**Data section:**
+ + + + + + +
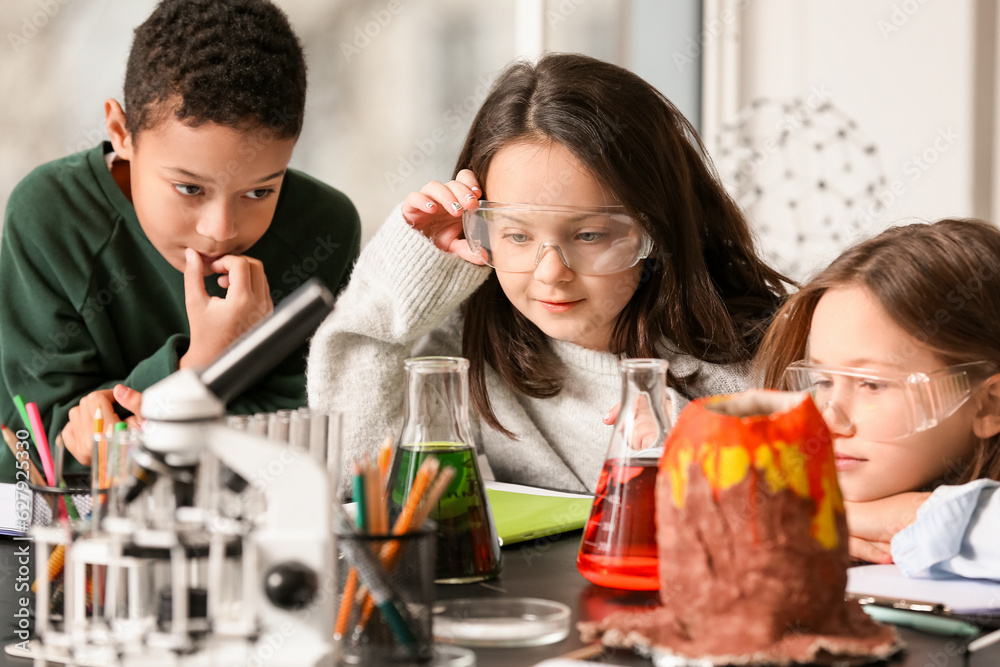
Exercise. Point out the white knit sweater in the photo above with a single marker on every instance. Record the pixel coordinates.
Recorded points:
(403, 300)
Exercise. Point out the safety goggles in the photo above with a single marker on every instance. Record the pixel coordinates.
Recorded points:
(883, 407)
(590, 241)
+ + + + + + +
**Problem description:** An exact copy of the data above is required, printed without its pictures.

**Exercise result:**
Exercise. Point out the white knit sweater in the photo above with a single marker on every instance. Record the pixel coordinates.
Recorded points:
(403, 300)
Exercise. Point out the safety goggles in the photo above with a single marker on every instance. Record the pixel coordinates.
Recorded points:
(883, 407)
(590, 241)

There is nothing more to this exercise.